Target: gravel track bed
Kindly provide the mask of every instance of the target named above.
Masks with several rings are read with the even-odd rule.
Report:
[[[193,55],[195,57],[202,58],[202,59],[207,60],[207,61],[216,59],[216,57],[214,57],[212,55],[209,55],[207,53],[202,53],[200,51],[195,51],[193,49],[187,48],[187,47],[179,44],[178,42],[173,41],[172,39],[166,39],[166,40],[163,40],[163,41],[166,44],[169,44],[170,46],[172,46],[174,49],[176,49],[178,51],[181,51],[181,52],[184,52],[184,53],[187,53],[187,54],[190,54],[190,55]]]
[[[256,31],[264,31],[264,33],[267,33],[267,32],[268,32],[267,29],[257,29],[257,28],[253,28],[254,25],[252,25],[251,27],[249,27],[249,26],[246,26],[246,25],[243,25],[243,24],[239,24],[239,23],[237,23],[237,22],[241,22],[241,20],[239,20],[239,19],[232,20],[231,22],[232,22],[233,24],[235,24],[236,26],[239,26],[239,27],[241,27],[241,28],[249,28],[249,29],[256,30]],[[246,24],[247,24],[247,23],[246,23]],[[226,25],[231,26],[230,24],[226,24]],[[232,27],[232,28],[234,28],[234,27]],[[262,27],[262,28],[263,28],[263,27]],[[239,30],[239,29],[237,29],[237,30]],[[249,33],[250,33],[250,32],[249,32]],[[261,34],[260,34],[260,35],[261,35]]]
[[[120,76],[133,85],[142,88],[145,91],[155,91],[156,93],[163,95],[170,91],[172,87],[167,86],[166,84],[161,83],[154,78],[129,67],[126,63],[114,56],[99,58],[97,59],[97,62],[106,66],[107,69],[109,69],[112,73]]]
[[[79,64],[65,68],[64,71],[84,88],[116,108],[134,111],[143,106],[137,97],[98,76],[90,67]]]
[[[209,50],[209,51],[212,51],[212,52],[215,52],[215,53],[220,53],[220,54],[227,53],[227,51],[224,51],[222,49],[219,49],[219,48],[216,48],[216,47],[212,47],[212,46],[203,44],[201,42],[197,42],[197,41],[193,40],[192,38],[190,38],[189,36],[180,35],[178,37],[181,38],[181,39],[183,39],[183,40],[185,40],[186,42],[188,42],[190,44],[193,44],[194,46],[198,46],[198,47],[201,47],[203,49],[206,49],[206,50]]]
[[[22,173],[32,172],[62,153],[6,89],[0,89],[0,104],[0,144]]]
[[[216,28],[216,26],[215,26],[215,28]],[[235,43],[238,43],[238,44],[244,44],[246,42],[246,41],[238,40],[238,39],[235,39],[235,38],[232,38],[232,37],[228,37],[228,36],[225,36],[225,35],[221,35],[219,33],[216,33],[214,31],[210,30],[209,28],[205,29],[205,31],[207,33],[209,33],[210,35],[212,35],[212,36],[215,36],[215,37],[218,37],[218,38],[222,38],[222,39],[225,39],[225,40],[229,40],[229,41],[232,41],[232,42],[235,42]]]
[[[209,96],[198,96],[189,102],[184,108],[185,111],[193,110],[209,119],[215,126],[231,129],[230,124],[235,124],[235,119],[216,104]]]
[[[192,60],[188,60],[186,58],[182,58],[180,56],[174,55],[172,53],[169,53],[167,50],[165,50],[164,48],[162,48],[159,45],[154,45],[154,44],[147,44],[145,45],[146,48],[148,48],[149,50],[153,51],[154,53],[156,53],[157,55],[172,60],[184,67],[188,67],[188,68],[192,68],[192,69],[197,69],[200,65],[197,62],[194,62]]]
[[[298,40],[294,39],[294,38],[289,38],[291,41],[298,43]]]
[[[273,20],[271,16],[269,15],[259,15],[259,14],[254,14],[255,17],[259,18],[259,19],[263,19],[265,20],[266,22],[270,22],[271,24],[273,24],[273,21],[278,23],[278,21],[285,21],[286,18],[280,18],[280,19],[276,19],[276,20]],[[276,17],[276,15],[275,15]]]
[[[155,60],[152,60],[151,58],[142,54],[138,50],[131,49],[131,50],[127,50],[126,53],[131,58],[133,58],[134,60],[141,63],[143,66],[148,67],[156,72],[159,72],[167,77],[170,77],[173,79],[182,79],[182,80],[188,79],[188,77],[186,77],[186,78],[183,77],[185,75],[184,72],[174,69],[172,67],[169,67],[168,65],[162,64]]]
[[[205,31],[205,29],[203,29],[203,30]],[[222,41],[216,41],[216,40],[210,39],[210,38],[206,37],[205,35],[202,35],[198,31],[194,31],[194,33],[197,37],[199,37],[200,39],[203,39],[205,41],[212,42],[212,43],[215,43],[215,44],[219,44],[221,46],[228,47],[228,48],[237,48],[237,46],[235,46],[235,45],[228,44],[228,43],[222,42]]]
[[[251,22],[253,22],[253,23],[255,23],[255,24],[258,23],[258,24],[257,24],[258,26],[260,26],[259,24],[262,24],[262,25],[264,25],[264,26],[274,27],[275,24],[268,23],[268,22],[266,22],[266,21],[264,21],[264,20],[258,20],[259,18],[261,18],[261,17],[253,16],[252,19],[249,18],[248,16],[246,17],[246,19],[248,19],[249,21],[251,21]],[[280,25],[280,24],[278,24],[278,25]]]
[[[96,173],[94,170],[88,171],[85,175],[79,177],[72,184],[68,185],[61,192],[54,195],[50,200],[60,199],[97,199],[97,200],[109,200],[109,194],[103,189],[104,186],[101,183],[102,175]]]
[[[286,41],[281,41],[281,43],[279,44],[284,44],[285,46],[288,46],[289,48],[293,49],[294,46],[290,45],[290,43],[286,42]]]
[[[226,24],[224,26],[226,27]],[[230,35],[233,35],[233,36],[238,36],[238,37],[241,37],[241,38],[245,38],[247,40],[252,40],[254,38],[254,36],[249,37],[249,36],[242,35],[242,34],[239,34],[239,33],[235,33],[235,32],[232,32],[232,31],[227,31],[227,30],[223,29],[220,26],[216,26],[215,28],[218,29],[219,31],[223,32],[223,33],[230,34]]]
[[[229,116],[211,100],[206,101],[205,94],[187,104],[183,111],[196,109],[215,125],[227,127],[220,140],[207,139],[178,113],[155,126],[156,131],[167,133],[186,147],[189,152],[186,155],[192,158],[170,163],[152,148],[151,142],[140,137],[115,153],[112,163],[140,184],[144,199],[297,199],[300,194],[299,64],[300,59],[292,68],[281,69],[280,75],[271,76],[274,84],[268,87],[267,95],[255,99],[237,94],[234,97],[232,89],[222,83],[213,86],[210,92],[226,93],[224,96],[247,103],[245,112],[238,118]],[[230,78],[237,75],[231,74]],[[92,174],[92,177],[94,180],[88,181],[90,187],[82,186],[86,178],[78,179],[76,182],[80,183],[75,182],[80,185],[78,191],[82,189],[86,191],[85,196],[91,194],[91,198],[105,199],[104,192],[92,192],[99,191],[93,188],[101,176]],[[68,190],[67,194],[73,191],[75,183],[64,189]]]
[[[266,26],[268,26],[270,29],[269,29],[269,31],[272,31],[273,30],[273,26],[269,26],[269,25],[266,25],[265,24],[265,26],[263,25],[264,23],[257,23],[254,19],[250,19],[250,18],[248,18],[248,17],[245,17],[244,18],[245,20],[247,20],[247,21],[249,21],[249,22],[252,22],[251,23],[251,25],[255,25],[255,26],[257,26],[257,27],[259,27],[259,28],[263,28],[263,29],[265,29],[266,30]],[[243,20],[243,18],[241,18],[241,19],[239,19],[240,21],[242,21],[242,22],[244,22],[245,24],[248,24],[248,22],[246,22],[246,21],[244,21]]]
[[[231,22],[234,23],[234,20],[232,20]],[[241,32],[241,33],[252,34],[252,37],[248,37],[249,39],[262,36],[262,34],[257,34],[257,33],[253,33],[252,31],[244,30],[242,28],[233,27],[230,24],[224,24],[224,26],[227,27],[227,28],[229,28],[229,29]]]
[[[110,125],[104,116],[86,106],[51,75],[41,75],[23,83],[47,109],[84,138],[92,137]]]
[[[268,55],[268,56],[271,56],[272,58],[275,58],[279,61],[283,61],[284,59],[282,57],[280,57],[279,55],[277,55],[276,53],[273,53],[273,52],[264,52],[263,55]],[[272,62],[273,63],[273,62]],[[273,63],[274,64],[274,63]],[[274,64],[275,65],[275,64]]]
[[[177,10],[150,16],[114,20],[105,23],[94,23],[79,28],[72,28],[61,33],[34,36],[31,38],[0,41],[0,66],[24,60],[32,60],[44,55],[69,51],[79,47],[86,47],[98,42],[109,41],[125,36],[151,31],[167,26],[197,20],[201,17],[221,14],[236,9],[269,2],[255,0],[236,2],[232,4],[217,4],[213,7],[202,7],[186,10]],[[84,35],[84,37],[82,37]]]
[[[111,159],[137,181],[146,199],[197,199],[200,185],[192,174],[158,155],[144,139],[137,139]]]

▬▬▬▬▬▬

### EXERCISE OBJECTIVE
Write out the material line for line, starting at its first line and ending with the line that contains "[[[22,173],[32,172],[62,153],[6,89],[0,89],[0,104],[0,144]]]", both included.

### EXPECTED ANSWER
Target: gravel track bed
Kindly provide the mask of every instance of the target named above.
Masks with several rings are read with the even-odd rule.
Report:
[[[193,55],[195,57],[202,58],[202,59],[207,60],[207,61],[216,59],[216,57],[214,57],[212,55],[209,55],[207,53],[202,53],[200,51],[195,51],[193,49],[187,48],[187,47],[179,44],[178,42],[173,41],[172,39],[166,39],[166,40],[163,40],[163,41],[166,44],[169,44],[170,46],[172,46],[174,49],[176,49],[178,51],[181,51],[181,52],[184,52],[184,53],[187,53],[187,54],[190,54],[190,55]]]
[[[256,31],[264,31],[264,33],[267,33],[267,32],[268,32],[267,29],[257,29],[257,28],[253,28],[254,25],[252,25],[251,27],[249,27],[249,26],[246,26],[246,25],[243,25],[243,24],[239,24],[239,23],[237,23],[237,22],[241,22],[241,20],[239,20],[239,19],[232,20],[231,22],[232,22],[233,24],[235,24],[236,26],[239,26],[239,27],[241,27],[241,28],[249,28],[249,29],[256,30]],[[246,24],[247,24],[247,23],[246,23]],[[226,25],[231,26],[230,24],[226,24]],[[232,27],[232,28],[234,28],[234,27]],[[262,27],[262,28],[263,28],[263,27]],[[239,30],[239,29],[237,29],[237,30]],[[249,33],[250,33],[250,32],[249,32]],[[261,34],[260,34],[260,35],[261,35]]]
[[[120,76],[133,85],[142,88],[145,91],[155,91],[156,93],[163,95],[170,91],[172,87],[167,86],[166,84],[161,83],[154,78],[129,67],[126,63],[114,56],[99,58],[97,59],[97,62],[106,66],[107,69],[109,69],[112,73]]]
[[[79,64],[65,68],[64,71],[84,88],[116,108],[134,111],[143,106],[137,97],[98,76],[90,67]]]
[[[209,50],[209,51],[212,51],[212,52],[215,52],[215,53],[220,53],[220,54],[227,53],[227,51],[224,51],[222,49],[219,49],[219,48],[216,48],[216,47],[212,47],[212,46],[203,44],[201,42],[197,42],[197,41],[193,40],[192,38],[190,38],[189,36],[180,35],[178,37],[181,38],[181,39],[183,39],[183,40],[185,40],[186,42],[188,42],[190,44],[193,44],[194,46],[198,46],[198,47],[201,47],[203,49],[206,49],[206,50]]]
[[[22,173],[32,172],[62,153],[6,89],[0,89],[0,104],[0,144]]]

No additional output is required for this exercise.